Reproduce the records below verbatim, starting at the first line and ending at the line containing "[135,431,182,489]", with both of those lines included.

(Records in a dataset)
=======
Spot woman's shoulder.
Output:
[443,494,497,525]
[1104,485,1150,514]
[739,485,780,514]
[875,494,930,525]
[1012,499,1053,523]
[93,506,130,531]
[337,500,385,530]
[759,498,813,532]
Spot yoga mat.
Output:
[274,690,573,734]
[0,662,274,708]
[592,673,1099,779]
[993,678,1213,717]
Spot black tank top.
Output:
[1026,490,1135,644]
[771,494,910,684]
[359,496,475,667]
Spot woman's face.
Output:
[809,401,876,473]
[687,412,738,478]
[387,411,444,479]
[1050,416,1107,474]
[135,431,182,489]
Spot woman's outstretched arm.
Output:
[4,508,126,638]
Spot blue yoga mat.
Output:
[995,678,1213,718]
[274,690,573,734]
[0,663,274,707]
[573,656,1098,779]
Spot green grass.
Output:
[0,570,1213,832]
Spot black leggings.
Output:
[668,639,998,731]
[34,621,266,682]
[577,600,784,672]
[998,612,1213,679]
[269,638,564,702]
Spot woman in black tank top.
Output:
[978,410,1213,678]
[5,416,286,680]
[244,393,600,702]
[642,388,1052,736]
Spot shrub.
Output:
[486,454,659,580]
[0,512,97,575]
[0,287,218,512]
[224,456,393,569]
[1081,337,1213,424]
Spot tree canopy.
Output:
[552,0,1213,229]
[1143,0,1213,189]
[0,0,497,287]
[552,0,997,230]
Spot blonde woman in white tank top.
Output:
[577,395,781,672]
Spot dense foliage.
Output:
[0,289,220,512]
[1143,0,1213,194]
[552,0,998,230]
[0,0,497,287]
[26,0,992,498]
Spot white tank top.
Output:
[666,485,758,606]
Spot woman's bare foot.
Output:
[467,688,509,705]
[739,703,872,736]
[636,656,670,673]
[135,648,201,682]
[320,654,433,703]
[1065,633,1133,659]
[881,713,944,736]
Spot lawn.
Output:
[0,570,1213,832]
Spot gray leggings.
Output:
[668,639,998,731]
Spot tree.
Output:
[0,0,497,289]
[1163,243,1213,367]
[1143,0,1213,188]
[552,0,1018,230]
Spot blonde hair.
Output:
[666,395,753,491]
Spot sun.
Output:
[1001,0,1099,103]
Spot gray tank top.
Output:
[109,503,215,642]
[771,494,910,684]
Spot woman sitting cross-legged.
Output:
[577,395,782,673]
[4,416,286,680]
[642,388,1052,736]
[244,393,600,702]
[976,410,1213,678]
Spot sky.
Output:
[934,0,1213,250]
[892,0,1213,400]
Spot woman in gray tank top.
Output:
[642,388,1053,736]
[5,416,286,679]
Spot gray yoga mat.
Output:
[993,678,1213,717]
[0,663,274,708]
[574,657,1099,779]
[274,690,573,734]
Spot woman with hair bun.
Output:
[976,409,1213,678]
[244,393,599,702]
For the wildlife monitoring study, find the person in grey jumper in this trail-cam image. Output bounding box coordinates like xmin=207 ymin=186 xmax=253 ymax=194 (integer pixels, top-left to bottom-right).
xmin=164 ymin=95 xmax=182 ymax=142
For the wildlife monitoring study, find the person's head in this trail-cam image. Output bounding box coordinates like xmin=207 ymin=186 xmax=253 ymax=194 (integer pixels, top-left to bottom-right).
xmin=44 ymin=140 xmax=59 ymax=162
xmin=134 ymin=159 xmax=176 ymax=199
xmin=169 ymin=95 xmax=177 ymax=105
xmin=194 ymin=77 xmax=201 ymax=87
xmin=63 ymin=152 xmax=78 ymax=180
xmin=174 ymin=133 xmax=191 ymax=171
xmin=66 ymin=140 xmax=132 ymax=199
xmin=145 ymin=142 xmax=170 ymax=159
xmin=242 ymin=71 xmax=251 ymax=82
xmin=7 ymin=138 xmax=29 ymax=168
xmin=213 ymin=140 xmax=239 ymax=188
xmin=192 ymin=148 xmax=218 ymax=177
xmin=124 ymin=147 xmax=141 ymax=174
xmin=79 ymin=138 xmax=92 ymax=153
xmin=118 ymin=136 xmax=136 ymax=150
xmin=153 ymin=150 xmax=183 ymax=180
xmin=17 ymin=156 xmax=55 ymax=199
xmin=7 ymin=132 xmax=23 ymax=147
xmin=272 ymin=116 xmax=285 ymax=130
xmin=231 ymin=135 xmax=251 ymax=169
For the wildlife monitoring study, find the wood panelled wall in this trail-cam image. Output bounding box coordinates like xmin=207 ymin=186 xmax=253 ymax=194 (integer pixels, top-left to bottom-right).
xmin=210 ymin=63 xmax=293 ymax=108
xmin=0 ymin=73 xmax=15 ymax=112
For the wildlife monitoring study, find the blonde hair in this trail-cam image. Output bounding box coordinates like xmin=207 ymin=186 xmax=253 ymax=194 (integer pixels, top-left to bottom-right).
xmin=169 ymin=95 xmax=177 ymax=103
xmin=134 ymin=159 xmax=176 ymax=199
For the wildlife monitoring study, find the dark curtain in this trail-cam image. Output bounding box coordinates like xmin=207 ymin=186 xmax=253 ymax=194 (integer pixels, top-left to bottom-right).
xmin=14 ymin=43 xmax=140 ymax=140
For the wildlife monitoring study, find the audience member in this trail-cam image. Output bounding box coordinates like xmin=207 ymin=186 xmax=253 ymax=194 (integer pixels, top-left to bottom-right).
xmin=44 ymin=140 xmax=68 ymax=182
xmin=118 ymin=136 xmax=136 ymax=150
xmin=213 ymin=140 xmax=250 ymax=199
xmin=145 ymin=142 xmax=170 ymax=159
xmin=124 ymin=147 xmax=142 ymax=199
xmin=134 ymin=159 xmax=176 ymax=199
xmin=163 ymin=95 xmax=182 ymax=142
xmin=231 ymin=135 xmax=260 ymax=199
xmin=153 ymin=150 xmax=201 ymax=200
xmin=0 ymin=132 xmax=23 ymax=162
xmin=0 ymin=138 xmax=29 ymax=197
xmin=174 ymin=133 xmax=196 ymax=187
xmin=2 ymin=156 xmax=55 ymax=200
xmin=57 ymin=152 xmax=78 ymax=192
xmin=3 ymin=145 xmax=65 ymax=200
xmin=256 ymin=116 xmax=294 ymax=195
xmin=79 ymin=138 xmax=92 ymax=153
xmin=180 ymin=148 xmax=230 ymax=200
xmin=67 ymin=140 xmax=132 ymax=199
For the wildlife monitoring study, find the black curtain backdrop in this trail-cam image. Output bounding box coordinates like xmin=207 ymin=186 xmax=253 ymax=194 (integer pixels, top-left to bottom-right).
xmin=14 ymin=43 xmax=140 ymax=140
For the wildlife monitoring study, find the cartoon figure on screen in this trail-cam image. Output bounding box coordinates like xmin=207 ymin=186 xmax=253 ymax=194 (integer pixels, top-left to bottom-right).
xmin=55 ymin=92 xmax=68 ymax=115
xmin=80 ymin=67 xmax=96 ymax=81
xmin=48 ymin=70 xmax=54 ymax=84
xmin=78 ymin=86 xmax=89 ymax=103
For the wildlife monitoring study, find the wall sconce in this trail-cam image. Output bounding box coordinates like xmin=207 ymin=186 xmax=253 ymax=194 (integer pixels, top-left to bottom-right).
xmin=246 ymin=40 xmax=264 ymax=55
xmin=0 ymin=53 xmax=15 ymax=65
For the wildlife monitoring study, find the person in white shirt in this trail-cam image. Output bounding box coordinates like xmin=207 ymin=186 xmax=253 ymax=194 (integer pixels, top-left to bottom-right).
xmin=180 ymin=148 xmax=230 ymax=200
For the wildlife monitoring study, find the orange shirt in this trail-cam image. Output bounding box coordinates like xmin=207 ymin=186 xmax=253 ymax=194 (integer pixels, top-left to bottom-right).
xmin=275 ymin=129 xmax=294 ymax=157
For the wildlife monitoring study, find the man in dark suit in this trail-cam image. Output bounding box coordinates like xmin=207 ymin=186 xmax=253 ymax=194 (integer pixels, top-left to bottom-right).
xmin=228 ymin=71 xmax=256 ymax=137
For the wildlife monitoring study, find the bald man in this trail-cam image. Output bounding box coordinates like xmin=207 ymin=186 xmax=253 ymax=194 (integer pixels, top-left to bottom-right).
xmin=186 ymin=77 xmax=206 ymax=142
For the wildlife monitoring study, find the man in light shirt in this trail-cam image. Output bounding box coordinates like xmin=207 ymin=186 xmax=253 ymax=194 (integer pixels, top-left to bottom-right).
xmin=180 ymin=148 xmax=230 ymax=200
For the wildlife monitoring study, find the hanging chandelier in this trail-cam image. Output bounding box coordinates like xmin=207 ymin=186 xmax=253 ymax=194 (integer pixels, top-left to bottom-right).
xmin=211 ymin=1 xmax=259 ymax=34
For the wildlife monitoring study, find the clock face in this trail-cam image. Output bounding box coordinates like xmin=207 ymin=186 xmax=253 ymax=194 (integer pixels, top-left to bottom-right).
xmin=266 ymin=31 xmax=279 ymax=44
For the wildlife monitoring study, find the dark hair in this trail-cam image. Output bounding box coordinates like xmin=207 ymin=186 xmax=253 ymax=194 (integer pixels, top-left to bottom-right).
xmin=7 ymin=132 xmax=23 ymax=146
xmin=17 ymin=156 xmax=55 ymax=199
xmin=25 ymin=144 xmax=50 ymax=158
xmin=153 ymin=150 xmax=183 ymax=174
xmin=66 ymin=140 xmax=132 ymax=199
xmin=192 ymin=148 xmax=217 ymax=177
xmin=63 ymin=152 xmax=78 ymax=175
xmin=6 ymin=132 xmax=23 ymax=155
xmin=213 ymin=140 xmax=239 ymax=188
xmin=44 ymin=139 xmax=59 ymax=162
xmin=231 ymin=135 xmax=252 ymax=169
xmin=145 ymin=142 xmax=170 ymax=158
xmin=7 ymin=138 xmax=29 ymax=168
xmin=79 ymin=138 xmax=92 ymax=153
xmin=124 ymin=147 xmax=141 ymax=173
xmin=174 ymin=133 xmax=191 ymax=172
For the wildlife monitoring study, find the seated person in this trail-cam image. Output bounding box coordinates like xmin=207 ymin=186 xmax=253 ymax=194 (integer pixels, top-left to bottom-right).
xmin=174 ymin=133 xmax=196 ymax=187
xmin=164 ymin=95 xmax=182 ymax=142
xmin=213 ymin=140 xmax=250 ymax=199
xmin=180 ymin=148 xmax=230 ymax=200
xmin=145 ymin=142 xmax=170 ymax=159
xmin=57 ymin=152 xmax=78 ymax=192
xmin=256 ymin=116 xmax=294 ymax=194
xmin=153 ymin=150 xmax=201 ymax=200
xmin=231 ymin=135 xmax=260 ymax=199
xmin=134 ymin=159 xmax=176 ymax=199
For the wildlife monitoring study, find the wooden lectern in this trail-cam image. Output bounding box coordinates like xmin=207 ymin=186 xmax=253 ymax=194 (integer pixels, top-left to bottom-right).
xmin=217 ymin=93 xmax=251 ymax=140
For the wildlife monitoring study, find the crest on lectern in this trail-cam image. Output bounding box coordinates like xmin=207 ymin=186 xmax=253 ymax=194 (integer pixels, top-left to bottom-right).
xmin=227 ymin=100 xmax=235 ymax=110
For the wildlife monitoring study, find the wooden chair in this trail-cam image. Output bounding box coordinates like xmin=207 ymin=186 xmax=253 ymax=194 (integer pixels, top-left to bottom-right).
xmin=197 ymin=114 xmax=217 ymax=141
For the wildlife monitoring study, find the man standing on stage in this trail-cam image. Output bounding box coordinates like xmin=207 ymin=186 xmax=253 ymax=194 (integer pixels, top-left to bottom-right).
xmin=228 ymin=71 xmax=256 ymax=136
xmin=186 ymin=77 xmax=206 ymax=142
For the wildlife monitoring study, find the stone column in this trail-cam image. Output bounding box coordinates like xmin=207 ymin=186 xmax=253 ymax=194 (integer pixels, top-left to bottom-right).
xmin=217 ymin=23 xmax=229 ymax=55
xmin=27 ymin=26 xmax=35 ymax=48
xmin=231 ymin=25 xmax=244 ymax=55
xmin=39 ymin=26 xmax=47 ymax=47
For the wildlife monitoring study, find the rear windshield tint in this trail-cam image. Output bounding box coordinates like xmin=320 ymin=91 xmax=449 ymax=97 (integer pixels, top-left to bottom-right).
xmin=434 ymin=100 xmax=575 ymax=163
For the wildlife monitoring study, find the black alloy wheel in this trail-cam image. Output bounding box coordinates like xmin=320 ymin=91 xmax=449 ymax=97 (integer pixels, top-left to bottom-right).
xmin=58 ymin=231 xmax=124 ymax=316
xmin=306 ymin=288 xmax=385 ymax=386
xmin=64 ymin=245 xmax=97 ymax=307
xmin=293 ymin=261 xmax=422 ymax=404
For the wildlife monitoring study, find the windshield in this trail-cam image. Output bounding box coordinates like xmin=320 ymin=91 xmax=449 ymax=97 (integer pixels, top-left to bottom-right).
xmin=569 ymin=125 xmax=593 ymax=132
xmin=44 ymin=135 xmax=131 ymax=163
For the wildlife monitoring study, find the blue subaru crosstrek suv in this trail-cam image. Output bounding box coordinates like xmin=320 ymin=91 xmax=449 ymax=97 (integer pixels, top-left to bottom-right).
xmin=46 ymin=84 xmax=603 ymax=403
=======
--- Solution to this exercise ---
Spot woman's shoulder.
Output:
[443,494,497,525]
[1104,485,1150,514]
[739,485,780,514]
[875,494,930,525]
[1012,499,1053,523]
[93,506,130,531]
[337,500,385,530]
[759,498,813,532]
Spot yoga mat.
Output:
[274,690,573,734]
[0,662,274,708]
[592,673,1099,779]
[993,678,1213,717]
Spot black tank top.
Output:
[1026,490,1135,644]
[771,494,910,684]
[359,496,475,667]
Spot woman's face.
Output:
[809,401,876,473]
[687,412,738,478]
[387,411,444,479]
[1050,416,1107,474]
[135,431,182,489]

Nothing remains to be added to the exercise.